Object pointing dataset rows
+ + +

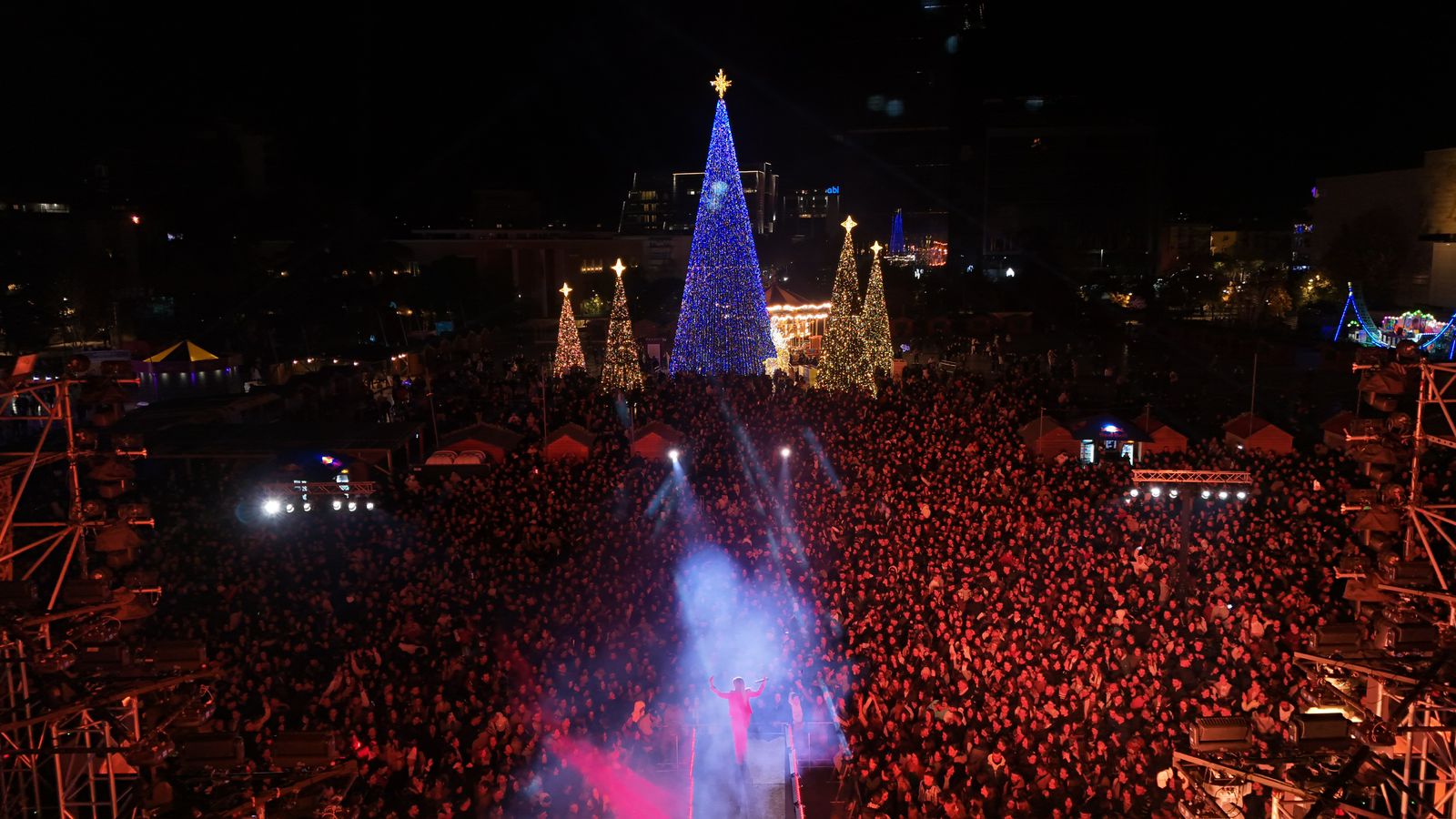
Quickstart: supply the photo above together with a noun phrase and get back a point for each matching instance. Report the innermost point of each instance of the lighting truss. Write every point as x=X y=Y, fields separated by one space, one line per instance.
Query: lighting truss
x=1402 y=697
x=1205 y=477
x=57 y=442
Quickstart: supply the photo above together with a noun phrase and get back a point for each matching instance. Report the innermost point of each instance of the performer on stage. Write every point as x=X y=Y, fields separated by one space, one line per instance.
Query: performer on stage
x=740 y=710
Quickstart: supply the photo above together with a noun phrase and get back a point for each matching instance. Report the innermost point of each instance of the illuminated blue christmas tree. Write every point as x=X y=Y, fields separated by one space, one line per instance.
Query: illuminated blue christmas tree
x=724 y=322
x=897 y=234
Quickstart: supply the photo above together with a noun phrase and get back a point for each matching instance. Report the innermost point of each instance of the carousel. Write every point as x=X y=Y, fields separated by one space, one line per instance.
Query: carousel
x=797 y=324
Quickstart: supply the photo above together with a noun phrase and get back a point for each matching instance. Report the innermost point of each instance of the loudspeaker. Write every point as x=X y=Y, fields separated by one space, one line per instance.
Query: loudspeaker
x=177 y=654
x=293 y=749
x=102 y=658
x=1337 y=636
x=210 y=751
x=1322 y=729
x=1405 y=636
x=85 y=592
x=1220 y=733
x=1412 y=573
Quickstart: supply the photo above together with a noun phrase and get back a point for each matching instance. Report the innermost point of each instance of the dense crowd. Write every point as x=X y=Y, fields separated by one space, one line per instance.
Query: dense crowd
x=992 y=634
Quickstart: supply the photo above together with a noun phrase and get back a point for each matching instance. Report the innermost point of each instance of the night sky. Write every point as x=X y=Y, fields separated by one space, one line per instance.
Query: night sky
x=402 y=111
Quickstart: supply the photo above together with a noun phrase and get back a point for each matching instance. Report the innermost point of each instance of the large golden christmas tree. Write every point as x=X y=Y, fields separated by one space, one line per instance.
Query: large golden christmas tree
x=622 y=370
x=842 y=354
x=568 y=339
x=875 y=321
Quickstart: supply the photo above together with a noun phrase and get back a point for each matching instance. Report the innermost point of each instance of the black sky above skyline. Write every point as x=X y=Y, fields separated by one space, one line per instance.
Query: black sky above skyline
x=412 y=106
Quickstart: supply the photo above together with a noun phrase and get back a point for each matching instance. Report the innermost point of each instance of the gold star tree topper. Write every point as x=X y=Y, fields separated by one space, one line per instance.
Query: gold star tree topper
x=721 y=84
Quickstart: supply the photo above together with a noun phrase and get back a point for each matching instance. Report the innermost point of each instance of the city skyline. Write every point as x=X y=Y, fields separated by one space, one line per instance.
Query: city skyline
x=335 y=116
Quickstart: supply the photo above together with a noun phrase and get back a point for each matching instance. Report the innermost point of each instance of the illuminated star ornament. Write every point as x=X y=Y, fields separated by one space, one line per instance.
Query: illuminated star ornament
x=721 y=84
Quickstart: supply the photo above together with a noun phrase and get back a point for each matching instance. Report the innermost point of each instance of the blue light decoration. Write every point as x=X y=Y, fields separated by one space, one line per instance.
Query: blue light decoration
x=1373 y=337
x=724 y=322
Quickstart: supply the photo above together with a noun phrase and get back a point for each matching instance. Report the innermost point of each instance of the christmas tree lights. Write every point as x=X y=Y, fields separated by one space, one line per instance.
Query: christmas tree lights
x=875 y=321
x=568 y=339
x=724 y=322
x=842 y=354
x=621 y=372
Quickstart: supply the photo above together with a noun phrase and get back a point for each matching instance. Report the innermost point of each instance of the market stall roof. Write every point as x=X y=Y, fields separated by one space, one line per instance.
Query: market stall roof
x=492 y=435
x=574 y=431
x=775 y=295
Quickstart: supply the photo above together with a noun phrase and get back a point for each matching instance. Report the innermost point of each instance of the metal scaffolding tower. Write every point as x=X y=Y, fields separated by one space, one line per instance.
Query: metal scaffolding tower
x=1373 y=734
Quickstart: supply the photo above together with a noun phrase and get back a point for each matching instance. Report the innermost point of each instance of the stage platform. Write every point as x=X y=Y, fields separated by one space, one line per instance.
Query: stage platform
x=762 y=787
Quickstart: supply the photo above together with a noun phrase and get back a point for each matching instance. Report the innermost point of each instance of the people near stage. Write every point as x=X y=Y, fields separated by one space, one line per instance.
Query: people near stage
x=994 y=636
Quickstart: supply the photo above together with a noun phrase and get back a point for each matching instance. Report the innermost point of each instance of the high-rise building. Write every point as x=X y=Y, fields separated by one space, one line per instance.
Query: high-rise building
x=1394 y=232
x=761 y=191
x=648 y=207
x=667 y=203
x=812 y=212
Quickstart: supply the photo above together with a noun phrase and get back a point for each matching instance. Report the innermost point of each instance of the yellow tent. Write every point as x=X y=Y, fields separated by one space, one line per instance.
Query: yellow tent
x=182 y=351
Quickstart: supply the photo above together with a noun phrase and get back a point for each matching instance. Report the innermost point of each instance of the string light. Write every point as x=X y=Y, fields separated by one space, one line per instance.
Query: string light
x=724 y=322
x=568 y=339
x=875 y=318
x=621 y=370
x=842 y=358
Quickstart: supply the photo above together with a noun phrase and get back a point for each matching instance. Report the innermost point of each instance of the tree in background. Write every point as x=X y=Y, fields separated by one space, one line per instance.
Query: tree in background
x=724 y=322
x=842 y=356
x=1376 y=249
x=875 y=319
x=621 y=372
x=568 y=339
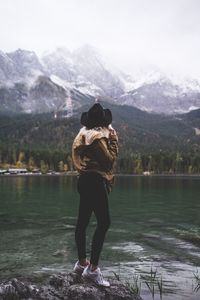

+ + +

Work to be completed
Rewrite the material from its start through the line containing "x=992 y=634", both ends included, with each x and y coordinate in the answers shifted up by 61 and all other lines unchanged. Leave the pictures out.

Result of this task
Quickstart: supply the photo above together with a noun phrase and get back a point for each matching instance. Report the innermost point of each instance of the lighting truss. Write every point as x=X y=Y, fields separated by one space, one line per instance.
Query: lighting truss
x=1463 y=758
x=1266 y=538
x=118 y=503
Quickstart: supply the photo above together with a noun phrase and get back a point for each matching instance. Report the innermost point of each instance of the performer on stage. Write every point as x=X y=Y, fields separated by one space, one line per instance.
Query: performer on stage
x=801 y=771
Quickstart: supply the photo above together with a noun phrase and get back a point for each matching instance. Report the innermost point of each instance of the illuminated blue christmas tree. Write every point as x=X y=Y, fields separated by one space, one line per instance.
Query: illuminated blue christmas tree
x=785 y=383
x=958 y=295
Quickstart: supply the photo above together with a noun phrase and get back a point for each matching instance. Report the innermost point of each instance of the carousel. Write every point as x=X y=Y, fields separated by one space, one line per instance.
Query: carousel
x=858 y=385
Quickstart: supply the photo above together with a noun phrase and get back a point for each matching instance. Report the innermost point of each instance of the loudspeaker. Write every point as x=X y=Y, fields separated by one space, one line per instance.
Query: loudspeaker
x=238 y=715
x=354 y=810
x=163 y=719
x=1398 y=697
x=271 y=812
x=1383 y=790
x=1466 y=697
x=146 y=653
x=1281 y=794
x=1473 y=634
Quickstart: supply the photo above together with a noun phrase and get back a point for each matching instance. Report the innermost point of each instance of the dense crowd. Write every point as x=X y=Y, fields separated by one space, one line per instance.
Query: dense crowd
x=1053 y=695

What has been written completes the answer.